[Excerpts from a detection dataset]
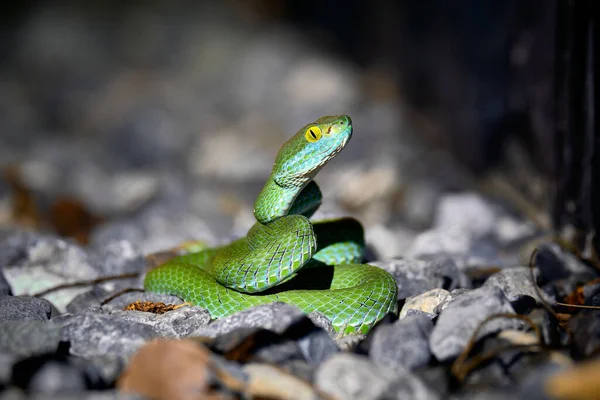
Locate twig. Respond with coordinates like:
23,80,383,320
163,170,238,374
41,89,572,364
32,273,140,297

[EXERCISE] Revise the items by replacing "twig" with "stick" and keeping everything else the same, and leave the pictures out of your answer.

[RESULT OF THE EXERCISE]
Locate stick. Respond with coordinates like:
23,80,383,320
163,170,238,374
41,89,572,364
32,273,140,297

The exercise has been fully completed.